== Given data ==
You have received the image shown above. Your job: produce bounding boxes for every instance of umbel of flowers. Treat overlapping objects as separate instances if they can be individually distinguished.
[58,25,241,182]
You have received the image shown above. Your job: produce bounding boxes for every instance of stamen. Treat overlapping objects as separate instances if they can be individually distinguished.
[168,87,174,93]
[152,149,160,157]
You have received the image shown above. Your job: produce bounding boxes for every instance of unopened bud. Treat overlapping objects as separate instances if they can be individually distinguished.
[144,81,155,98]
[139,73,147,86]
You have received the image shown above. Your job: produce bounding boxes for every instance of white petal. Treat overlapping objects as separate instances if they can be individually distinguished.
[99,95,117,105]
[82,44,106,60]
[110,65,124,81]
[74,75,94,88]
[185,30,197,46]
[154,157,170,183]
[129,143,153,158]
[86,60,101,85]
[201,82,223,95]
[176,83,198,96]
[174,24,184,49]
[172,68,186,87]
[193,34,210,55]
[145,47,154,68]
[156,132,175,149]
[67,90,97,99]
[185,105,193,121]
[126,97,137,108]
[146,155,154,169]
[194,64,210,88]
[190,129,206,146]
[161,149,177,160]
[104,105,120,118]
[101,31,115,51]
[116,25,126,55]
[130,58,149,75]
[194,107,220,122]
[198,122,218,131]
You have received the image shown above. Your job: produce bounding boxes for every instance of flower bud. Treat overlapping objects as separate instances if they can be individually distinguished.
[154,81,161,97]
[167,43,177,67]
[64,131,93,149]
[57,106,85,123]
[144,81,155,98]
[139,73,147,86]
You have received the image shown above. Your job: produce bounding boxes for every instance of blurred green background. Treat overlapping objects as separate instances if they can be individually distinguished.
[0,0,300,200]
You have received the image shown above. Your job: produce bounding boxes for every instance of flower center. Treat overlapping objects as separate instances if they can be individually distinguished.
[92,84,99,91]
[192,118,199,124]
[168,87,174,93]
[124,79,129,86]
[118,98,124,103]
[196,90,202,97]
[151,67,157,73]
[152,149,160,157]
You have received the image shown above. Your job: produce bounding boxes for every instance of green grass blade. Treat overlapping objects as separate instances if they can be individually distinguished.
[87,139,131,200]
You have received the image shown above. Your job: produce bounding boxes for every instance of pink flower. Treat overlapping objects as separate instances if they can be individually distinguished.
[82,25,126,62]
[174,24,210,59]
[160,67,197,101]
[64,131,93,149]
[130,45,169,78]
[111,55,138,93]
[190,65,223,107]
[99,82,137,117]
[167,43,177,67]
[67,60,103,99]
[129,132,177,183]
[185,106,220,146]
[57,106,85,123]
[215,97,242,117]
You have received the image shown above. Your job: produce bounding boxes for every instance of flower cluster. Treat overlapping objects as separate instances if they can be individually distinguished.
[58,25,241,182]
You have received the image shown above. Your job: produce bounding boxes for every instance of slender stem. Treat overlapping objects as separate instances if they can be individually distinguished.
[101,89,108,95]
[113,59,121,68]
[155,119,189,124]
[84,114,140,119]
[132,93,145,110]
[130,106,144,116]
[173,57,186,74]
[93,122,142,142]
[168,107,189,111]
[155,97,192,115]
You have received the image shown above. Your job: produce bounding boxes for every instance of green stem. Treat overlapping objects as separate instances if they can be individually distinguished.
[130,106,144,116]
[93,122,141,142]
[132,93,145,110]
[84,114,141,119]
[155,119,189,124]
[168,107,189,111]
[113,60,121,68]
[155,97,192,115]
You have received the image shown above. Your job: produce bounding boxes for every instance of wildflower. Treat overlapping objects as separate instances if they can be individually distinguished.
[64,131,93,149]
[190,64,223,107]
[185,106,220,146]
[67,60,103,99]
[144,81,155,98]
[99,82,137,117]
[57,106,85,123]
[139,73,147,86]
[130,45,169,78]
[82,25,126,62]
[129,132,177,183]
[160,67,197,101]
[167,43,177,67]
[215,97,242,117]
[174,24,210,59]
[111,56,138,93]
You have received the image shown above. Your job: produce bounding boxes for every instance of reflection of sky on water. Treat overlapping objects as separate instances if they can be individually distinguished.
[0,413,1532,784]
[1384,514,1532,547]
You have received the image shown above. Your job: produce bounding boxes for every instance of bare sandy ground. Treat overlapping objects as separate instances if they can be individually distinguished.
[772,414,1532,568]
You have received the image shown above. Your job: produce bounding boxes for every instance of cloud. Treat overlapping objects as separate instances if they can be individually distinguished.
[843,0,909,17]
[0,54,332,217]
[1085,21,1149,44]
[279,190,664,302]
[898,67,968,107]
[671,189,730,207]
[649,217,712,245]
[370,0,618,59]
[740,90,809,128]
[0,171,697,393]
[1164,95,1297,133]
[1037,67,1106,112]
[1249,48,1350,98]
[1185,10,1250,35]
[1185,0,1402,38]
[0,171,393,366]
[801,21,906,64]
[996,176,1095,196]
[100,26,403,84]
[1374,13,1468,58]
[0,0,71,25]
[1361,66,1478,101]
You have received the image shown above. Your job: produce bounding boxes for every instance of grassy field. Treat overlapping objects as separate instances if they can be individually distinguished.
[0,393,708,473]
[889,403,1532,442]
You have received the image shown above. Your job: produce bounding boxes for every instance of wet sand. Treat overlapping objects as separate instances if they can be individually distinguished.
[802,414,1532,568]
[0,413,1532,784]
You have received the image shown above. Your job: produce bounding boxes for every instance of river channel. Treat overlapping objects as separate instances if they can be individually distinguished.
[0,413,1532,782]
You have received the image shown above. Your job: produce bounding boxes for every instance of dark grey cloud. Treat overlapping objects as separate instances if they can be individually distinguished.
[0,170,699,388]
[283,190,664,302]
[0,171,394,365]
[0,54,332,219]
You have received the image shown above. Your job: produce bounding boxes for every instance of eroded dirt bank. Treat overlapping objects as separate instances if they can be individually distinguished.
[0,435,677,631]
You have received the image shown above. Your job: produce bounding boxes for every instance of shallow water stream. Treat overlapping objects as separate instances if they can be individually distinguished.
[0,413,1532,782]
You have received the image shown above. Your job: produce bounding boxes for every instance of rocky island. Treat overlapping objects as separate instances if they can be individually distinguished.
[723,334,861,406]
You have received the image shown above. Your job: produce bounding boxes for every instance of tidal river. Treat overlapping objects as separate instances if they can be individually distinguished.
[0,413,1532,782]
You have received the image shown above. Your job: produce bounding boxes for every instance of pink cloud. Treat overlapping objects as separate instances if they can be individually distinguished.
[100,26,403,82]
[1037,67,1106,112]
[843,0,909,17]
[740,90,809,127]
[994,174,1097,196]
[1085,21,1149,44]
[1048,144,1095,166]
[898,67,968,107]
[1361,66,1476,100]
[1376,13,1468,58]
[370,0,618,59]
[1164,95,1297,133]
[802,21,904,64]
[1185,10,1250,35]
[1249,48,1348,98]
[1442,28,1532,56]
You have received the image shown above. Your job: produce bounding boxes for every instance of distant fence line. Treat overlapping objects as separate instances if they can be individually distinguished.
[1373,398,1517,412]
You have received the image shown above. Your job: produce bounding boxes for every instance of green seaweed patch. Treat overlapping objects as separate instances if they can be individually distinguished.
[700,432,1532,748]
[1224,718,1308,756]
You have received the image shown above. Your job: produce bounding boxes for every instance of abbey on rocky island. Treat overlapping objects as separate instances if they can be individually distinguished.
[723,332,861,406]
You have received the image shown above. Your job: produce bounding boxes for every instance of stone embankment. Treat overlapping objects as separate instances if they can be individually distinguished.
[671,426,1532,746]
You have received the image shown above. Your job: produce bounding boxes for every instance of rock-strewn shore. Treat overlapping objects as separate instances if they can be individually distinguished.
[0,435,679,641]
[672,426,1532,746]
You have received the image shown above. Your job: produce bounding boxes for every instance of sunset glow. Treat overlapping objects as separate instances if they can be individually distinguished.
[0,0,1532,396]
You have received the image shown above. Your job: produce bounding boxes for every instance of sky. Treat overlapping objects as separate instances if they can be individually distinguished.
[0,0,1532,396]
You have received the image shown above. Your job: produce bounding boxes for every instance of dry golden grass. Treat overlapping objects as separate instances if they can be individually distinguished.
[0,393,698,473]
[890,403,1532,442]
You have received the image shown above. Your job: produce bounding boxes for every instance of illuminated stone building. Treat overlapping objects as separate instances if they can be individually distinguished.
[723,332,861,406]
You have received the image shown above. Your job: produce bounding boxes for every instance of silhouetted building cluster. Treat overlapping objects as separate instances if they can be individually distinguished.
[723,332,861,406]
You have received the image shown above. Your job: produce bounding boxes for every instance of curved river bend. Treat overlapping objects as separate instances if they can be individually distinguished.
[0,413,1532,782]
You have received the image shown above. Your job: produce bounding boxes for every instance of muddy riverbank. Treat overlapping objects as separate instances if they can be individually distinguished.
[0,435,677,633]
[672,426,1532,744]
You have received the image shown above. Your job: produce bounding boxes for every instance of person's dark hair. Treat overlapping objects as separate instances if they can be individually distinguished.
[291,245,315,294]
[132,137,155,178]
===
• _Given task_: Reproduce verbatim the records from the line containing "instance of sky." through the line containing "[890,403,1532,442]", including both of those lines.

• _Output of the task_:
You have received the image shown above. Your job: produce bounding boxes for every instance of sky. Treat overlapping objects as separate instances if they can be individually distinguished.
[0,0,1532,396]
You have received the image shown above. Your job: produce bounding boxes for every instance of dry golden grass. Treat overlapping objects as separate instances if they can be individually distinguished.
[0,393,698,473]
[890,403,1532,442]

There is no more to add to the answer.